#### PASSAGE SHOWN
Nortech Systems Inc. reported third‑quarter 2025 results that show a narrowing net loss and a dramatic rebound in adjusted earnings before interest, taxes, depreciation and amortization. Revenue fell 3% year‑over‑year to $30.5 million, while the company posted a net loss of $146,000 (or $0.05 per share) compared with a $739,000 loss ($0.27 per share) in Q3 2024. Adjusted EBITDA, however, surged to $1.3 million from $0.1 million a year earlier, underscoring the impact of the company’s restructuring and cost‑discipline initiatives.
The modest revenue decline was largely driven by a 5% drop in sales from the legacy medical‑imaging segment, which has been experiencing slower demand. This weakness was partially offset by a 12% increase in aerospace and defense revenue, fueled by new contracts at the Monterrey, Mexico facility and a broader near‑shoring strategy that has attracted U.S. defense customers. The shift to recurring production and tighter supply‑chain controls helped lift gross profit by 31% to $5.025 million, providing the margin expansion that translated into the adjusted EBITDA jump.

#### INSTRUCTIONS TO FOLLOW
Return the portion of the Nortech earnings report that runs from "Nortech Systems Inc." to "and cost‑discipline initiatives.", copied word for word. Rely solely on the Nortech earnings report for anything it is used for.

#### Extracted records
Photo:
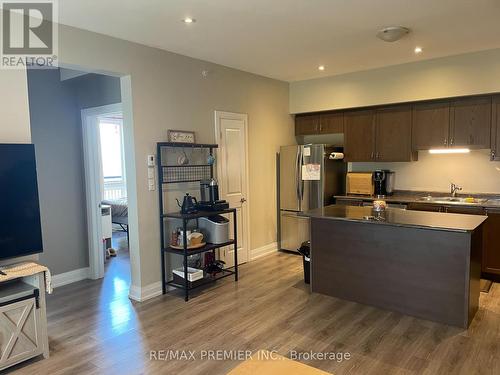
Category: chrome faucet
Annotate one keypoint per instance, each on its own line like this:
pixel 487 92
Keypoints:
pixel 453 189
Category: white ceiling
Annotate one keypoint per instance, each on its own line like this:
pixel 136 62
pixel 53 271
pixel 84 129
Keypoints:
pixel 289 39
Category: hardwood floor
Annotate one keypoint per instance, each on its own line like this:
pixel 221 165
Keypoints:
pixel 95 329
---
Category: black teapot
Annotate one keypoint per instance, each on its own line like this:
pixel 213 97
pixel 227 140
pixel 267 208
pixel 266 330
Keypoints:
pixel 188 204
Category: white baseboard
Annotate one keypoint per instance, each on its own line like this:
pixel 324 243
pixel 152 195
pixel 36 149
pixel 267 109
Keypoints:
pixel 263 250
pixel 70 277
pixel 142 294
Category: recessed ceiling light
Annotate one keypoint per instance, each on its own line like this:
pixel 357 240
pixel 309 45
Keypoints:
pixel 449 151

#### EXERCISE SOLUTION
Nortech Systems Inc. reported third‑quarter 2025 results that show a narrowing net loss and a dramatic rebound in adjusted earnings before interest, taxes, depreciation and amortization. Revenue fell 3% year‑over‑year to $30.5 million, while the company posted a net loss of $146,000 (or $0.05 per share) compared with a $739,000 loss ($0.27 per share) in Q3 2024. Adjusted EBITDA, however, surged to $1.3 million from $0.1 million a year earlier, underscoring the impact of the company’s restructuring and cost‑discipline initiatives.